**OBJECTIVE:**
Take the material below and write it all out again exactly.

**WORKING DATA:**
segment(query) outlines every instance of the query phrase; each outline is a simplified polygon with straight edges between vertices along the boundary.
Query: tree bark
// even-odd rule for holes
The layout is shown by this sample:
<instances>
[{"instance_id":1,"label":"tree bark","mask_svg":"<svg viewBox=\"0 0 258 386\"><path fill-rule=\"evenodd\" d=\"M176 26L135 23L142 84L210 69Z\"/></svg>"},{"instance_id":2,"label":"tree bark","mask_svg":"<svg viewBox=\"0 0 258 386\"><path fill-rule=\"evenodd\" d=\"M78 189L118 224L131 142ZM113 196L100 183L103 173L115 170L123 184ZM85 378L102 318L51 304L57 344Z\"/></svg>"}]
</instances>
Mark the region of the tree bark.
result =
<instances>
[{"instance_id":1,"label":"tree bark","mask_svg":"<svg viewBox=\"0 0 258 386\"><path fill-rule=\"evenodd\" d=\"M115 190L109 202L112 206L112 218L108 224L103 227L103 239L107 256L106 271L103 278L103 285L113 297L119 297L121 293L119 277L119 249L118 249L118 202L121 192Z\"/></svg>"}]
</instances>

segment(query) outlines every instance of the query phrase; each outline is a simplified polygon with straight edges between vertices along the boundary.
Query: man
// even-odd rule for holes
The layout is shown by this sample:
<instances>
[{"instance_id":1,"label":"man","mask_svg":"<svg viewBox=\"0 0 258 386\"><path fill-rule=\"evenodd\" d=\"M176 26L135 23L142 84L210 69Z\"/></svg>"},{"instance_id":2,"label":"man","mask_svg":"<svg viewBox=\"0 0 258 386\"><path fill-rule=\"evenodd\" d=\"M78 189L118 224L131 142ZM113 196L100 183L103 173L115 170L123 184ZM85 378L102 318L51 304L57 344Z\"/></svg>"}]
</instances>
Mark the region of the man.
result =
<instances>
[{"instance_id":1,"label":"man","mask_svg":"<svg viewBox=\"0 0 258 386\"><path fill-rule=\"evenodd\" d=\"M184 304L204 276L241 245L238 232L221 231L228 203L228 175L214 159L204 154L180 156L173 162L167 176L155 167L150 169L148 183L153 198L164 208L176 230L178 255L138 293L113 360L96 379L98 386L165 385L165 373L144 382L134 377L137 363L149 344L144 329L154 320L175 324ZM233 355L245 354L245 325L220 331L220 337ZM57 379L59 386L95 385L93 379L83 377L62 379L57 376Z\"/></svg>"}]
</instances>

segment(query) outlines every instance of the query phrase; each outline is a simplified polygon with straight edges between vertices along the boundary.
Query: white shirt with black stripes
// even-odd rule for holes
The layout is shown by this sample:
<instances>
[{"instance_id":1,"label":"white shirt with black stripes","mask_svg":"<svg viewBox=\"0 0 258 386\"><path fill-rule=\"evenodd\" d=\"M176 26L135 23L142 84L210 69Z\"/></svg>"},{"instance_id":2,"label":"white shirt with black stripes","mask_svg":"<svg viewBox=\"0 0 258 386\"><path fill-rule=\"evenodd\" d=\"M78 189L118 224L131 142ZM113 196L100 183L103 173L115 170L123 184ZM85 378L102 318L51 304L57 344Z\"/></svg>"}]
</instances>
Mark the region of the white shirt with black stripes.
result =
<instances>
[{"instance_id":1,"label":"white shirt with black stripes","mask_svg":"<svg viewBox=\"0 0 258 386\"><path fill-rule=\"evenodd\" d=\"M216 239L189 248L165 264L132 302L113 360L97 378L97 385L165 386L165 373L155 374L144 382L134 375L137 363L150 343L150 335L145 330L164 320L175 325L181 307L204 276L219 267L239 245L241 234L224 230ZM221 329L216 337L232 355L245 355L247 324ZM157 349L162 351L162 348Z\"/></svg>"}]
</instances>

**RESPONSE TO THIS TASK:**
segment(query) outlines every instance of the query phrase; each outline is a simplified polygon with straight edges between vertices along the boundary.
Query: tree bark
// even-odd rule for holes
The layout is shown by this sample:
<instances>
[{"instance_id":1,"label":"tree bark","mask_svg":"<svg viewBox=\"0 0 258 386\"><path fill-rule=\"evenodd\" d=\"M176 26L135 23L142 84L210 69Z\"/></svg>"},{"instance_id":2,"label":"tree bark","mask_svg":"<svg viewBox=\"0 0 258 386\"><path fill-rule=\"evenodd\" d=\"M78 189L118 224L131 142ZM113 196L100 183L103 173L115 170L123 184ZM85 378L102 318L51 304L57 344Z\"/></svg>"}]
</instances>
Mark the region of the tree bark.
result =
<instances>
[{"instance_id":1,"label":"tree bark","mask_svg":"<svg viewBox=\"0 0 258 386\"><path fill-rule=\"evenodd\" d=\"M115 190L109 202L112 206L112 218L108 224L103 227L103 239L107 256L106 271L103 278L103 285L113 297L119 297L121 293L119 277L119 249L118 249L118 202L121 192Z\"/></svg>"}]
</instances>

segment(query) outlines every instance of the query phrase; each outline is a simplified polygon with straight edges between vertices along the boundary.
Query: man
// even-odd rule for holes
The layout is shown by this sample:
<instances>
[{"instance_id":1,"label":"man","mask_svg":"<svg viewBox=\"0 0 258 386\"><path fill-rule=\"evenodd\" d=\"M176 26L135 23L142 84L210 69Z\"/></svg>"},{"instance_id":2,"label":"man","mask_svg":"<svg viewBox=\"0 0 258 386\"><path fill-rule=\"evenodd\" d=\"M78 189L118 224L131 142ZM113 196L100 183L103 173L115 170L123 184ZM85 378L102 318L51 304L57 344Z\"/></svg>"}]
</instances>
Mark the region of the man.
result =
<instances>
[{"instance_id":1,"label":"man","mask_svg":"<svg viewBox=\"0 0 258 386\"><path fill-rule=\"evenodd\" d=\"M184 304L204 276L241 245L238 232L221 231L228 203L228 175L214 159L204 154L180 156L173 162L167 176L155 167L150 169L148 183L153 198L164 208L176 230L178 255L138 293L113 360L96 379L98 386L165 385L165 373L144 382L134 377L137 363L149 344L144 329L154 320L175 324ZM233 355L245 354L245 325L220 331L220 337ZM57 379L59 386L95 385L93 379L83 377L62 379L57 376Z\"/></svg>"}]
</instances>

segment(query) outlines every instance of the query phrase; each outline is a simplified polygon with straight edges between vertices along the boundary.
Query: white shirt with black stripes
// even-odd rule for holes
The layout is shown by this sample:
<instances>
[{"instance_id":1,"label":"white shirt with black stripes","mask_svg":"<svg viewBox=\"0 0 258 386\"><path fill-rule=\"evenodd\" d=\"M176 26L135 23L142 84L210 69Z\"/></svg>"},{"instance_id":2,"label":"white shirt with black stripes","mask_svg":"<svg viewBox=\"0 0 258 386\"><path fill-rule=\"evenodd\" d=\"M78 189L118 224L131 142ZM113 196L100 183L103 173L115 170L123 184ZM85 378L102 318L51 304L57 344Z\"/></svg>"}]
</instances>
Mark the region of the white shirt with black stripes.
result =
<instances>
[{"instance_id":1,"label":"white shirt with black stripes","mask_svg":"<svg viewBox=\"0 0 258 386\"><path fill-rule=\"evenodd\" d=\"M216 239L189 248L165 264L132 302L113 360L97 378L97 385L165 386L165 373L155 374L144 382L134 375L137 363L150 343L150 335L145 330L164 320L175 325L181 307L204 276L219 267L239 245L241 234L224 230ZM221 329L216 337L232 355L245 355L247 324ZM157 349L162 351L162 348Z\"/></svg>"}]
</instances>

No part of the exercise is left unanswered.